From the first line to the last, copy the data exactly and drop the pictures.
** EXERCISE INPUTS follows **
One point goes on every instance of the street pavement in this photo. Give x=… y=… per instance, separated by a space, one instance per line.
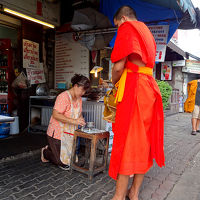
x=24 y=177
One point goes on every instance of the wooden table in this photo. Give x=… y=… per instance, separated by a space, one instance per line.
x=95 y=138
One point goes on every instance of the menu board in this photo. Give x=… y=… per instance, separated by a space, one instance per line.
x=70 y=58
x=160 y=33
x=30 y=54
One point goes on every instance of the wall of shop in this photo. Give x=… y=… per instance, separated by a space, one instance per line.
x=42 y=10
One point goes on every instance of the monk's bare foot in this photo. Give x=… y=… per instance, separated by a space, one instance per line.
x=117 y=198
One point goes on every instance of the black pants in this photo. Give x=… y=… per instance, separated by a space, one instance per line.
x=52 y=153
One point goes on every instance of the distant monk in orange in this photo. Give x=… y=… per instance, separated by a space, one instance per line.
x=139 y=124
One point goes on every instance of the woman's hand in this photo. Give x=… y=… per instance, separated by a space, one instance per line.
x=80 y=121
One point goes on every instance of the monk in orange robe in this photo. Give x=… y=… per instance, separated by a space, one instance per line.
x=139 y=123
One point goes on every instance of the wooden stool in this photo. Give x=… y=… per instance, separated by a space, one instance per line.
x=94 y=137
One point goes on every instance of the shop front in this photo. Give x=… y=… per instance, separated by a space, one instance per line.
x=24 y=33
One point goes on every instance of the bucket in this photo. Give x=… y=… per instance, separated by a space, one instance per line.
x=4 y=128
x=14 y=127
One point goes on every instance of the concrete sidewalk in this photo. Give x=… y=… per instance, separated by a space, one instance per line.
x=27 y=178
x=188 y=187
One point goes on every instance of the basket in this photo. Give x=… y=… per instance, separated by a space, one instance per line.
x=110 y=106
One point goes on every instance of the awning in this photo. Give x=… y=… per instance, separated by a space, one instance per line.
x=165 y=12
x=177 y=49
x=183 y=5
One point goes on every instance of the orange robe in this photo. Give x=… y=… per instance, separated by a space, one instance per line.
x=139 y=123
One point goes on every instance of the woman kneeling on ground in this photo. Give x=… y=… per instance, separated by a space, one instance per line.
x=66 y=116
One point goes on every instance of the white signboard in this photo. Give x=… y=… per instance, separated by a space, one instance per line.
x=47 y=11
x=178 y=63
x=70 y=58
x=30 y=54
x=160 y=33
x=166 y=71
x=192 y=66
x=36 y=76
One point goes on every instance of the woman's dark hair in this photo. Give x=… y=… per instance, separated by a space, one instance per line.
x=81 y=80
x=125 y=10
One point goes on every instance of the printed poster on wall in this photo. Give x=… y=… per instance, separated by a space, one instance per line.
x=30 y=54
x=36 y=76
x=70 y=58
x=166 y=71
x=160 y=33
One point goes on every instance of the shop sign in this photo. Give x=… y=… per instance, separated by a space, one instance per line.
x=178 y=63
x=166 y=71
x=192 y=66
x=36 y=76
x=30 y=54
x=160 y=33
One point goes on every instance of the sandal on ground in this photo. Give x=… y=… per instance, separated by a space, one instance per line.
x=193 y=132
x=42 y=155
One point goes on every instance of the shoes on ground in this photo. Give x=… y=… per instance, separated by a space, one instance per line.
x=64 y=167
x=193 y=132
x=42 y=155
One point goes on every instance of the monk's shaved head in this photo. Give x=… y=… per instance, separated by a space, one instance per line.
x=125 y=11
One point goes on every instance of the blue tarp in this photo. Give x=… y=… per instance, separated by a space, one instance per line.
x=146 y=12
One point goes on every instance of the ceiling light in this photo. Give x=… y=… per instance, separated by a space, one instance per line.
** End of EXERCISE INPUTS **
WRITTEN ANSWER:
One point goes on every instance of the street pavement in this photo. Give x=… y=… per instance, separated by a space, one instance per line.
x=24 y=177
One point goes on every instance of the wooden table in this photo. Give x=… y=… per instance, separated by a space, one instance per line.
x=95 y=138
One point goes on every instance of the menu board in this photo. Give x=… y=… per instance, separated by a space, one instance per line.
x=70 y=58
x=160 y=33
x=30 y=54
One point goes on every instance of the wall of shop in this photo. Give x=… y=… per instance, separated by a space, one instance per line.
x=42 y=10
One point goes on every instance of the monk's bare foot in this photo. Give x=… y=… per instance, separated by a space, one instance per line.
x=117 y=198
One point goes on every instance of the black pants in this photo. Give x=… y=… per instance, separated by a space, one instance per line.
x=52 y=153
One point goes on every instance of the distant monk in orange in this photo. Give x=… y=… per instance, separated by a space, one instance per line.
x=139 y=124
One point goes on every instance of the woman's hand in this photo. Give x=… y=… per instance, separated by a space, one instance per line.
x=80 y=121
One point goes on every instance of the monk in orange robe in this photo. Give x=… y=… per instance, separated by a space, one instance per line.
x=139 y=123
One point goes on every instance of the wooden stool in this photo. Give x=… y=… per instance, separated by a space, one instance per line.
x=94 y=137
One point goes on every instance of the shop front in this photo. Give x=… y=… per instance, separated by a space, one instance per line.
x=24 y=33
One point goes on every instance of the bucket in this photo. Give x=… y=… per instance, separated by a space, one instance per line.
x=4 y=128
x=14 y=127
One point goes on every instance of the concrete sidewalk in this photo. Give x=… y=… per instance, separated by a space, one instance per line.
x=27 y=178
x=188 y=187
One point goes on every instance of the basket in this photo. Give x=… y=… per instance, separated by a space, one instance per line.
x=110 y=106
One point goes on every instance of the awning in this photo. Give x=… y=… per instance, separated by a space, one instance per line.
x=165 y=12
x=177 y=49
x=183 y=5
One point goes on every instance of the orange robe in this photo. Give x=… y=… per instance, separated by a space, one instance per line.
x=139 y=123
One point goes on every instance of the woman kneeling on ground in this photo. Give x=… y=… per instance, separated by a space, one instance per line.
x=66 y=116
One point goes on every instance of the white signboard in this photo. Give x=… y=… per instance, separated by a space, one instance per line.
x=47 y=11
x=178 y=63
x=70 y=58
x=30 y=54
x=160 y=33
x=166 y=71
x=192 y=66
x=36 y=76
One point goes on every instance of the woman's dark hair in this photo. Give x=… y=… per instance, separated by a space, one instance per line.
x=81 y=80
x=125 y=10
One point goes on every instance of the printed poster on wall in this photo. Give x=… y=… per instance, separated by a space, one instance per line.
x=30 y=54
x=36 y=76
x=70 y=58
x=166 y=71
x=160 y=33
One point goes on every instance of the shop sign in this photo. Give x=… y=… per instance, separated by a space, one instance per line.
x=178 y=63
x=166 y=71
x=192 y=66
x=36 y=76
x=30 y=54
x=160 y=33
One point goes on every instance of the sandal on ground in this photo. Give x=… y=… per instance, separated by a space, one instance per line.
x=193 y=132
x=42 y=155
One point goes on every instance of the shoes on ground in this photo. Give x=… y=… per instance, separated by a space, one instance per line.
x=64 y=167
x=193 y=132
x=42 y=155
One point goes on every instance of the monk's shaved head in this photo. Give x=… y=… per instance, separated by a space, one instance per line.
x=125 y=11
One point goes on every instance of the blue tarp in this photo. Give x=… y=… per instance, separated by a space, one instance per line.
x=146 y=12
One point goes on every instance of the ceiling light in this photo. Give x=… y=… per instance, separated by a space, one instance per line.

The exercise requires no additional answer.